_What this task involves:_
How many lines in the records below contain the word "woman"? Treat uppercase and lowercase as different, and give only the number.

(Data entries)
┄┄┄┄┄┄┄┄┄┄

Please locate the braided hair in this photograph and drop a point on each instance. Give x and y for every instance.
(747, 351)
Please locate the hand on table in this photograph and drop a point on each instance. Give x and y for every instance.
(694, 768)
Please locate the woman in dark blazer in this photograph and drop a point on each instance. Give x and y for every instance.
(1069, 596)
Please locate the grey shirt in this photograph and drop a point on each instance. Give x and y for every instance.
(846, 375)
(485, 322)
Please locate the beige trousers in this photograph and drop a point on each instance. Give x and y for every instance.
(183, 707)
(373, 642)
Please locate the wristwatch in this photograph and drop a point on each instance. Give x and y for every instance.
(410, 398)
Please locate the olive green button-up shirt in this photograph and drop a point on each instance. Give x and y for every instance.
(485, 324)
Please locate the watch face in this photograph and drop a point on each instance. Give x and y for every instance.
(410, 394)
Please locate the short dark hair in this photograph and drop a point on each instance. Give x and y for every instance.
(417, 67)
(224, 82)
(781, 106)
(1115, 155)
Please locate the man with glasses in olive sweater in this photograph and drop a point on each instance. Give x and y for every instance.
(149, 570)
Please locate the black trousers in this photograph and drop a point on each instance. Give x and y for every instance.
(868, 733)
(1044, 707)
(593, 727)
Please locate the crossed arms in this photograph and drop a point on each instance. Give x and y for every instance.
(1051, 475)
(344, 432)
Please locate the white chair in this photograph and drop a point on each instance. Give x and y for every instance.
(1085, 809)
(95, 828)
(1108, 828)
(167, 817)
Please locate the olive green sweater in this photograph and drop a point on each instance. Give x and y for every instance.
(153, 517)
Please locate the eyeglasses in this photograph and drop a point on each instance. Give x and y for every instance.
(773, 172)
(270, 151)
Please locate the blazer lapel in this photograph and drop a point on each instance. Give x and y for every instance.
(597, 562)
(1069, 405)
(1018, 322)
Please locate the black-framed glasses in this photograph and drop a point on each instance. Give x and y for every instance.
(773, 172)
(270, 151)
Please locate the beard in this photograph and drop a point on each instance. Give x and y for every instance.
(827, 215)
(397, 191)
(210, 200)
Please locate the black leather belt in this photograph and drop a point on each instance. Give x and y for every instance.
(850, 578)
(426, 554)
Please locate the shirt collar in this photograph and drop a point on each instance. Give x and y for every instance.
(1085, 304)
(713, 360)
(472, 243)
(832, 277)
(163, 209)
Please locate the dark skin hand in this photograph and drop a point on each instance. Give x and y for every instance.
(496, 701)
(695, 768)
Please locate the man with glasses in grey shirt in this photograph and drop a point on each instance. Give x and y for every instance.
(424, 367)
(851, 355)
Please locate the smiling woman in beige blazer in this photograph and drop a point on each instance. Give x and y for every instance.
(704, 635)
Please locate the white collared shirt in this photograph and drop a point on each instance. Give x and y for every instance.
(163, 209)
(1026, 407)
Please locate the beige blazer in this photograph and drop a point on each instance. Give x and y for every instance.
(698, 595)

┄┄┄┄┄┄┄┄┄┄

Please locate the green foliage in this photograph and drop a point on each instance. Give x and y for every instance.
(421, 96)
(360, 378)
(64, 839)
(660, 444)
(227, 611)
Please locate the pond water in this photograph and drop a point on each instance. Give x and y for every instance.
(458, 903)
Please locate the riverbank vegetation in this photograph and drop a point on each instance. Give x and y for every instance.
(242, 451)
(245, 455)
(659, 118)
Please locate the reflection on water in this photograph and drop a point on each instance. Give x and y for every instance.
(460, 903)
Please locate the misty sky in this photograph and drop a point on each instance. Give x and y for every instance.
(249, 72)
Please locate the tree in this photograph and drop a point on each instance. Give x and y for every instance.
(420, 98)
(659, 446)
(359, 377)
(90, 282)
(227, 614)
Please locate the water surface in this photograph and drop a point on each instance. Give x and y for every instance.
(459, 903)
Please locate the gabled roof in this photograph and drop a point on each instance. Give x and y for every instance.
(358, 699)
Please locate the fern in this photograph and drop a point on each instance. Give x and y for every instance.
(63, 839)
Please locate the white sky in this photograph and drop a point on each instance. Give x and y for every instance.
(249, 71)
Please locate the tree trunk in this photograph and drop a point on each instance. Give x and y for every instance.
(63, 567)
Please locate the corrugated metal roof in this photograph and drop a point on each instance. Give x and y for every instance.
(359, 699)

┄┄┄┄┄┄┄┄┄┄

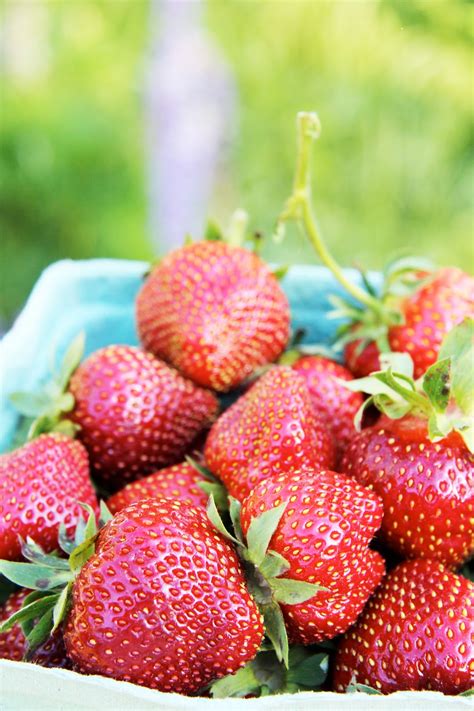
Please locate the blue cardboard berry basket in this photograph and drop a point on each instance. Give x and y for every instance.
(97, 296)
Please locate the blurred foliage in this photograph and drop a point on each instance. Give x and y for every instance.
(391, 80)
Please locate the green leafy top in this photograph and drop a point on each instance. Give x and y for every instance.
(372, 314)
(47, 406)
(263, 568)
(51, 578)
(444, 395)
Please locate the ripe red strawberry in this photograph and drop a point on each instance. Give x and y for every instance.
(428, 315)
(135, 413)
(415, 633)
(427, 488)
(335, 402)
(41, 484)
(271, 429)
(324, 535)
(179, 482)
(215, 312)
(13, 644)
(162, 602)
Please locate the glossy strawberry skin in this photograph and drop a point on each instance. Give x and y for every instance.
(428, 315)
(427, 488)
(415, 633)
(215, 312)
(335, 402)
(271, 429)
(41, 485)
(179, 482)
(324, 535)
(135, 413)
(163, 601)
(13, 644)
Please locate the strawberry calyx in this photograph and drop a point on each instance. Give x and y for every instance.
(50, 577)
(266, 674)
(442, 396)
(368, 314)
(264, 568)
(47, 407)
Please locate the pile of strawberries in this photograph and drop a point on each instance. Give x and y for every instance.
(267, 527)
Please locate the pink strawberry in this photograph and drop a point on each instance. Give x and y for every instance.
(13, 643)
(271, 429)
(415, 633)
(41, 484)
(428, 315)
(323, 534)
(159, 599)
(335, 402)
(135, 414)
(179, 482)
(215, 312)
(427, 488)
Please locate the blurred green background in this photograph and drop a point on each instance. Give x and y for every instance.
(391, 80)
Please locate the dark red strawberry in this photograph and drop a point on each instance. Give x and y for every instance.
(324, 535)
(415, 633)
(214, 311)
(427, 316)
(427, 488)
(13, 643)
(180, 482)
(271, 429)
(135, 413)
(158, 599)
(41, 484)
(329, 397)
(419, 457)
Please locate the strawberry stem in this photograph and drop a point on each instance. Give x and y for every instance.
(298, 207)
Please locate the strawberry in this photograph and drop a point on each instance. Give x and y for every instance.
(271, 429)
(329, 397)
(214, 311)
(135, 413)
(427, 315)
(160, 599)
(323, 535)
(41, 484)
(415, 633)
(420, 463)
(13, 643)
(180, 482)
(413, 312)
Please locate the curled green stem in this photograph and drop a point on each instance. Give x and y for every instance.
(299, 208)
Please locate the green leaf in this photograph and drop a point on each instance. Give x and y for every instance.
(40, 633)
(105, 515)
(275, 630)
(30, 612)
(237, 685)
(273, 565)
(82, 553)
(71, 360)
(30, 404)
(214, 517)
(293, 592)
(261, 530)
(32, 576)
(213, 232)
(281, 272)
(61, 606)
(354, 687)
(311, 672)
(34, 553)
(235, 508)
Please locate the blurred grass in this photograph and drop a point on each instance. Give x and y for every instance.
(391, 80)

┄┄┄┄┄┄┄┄┄┄

_Task solution:_
2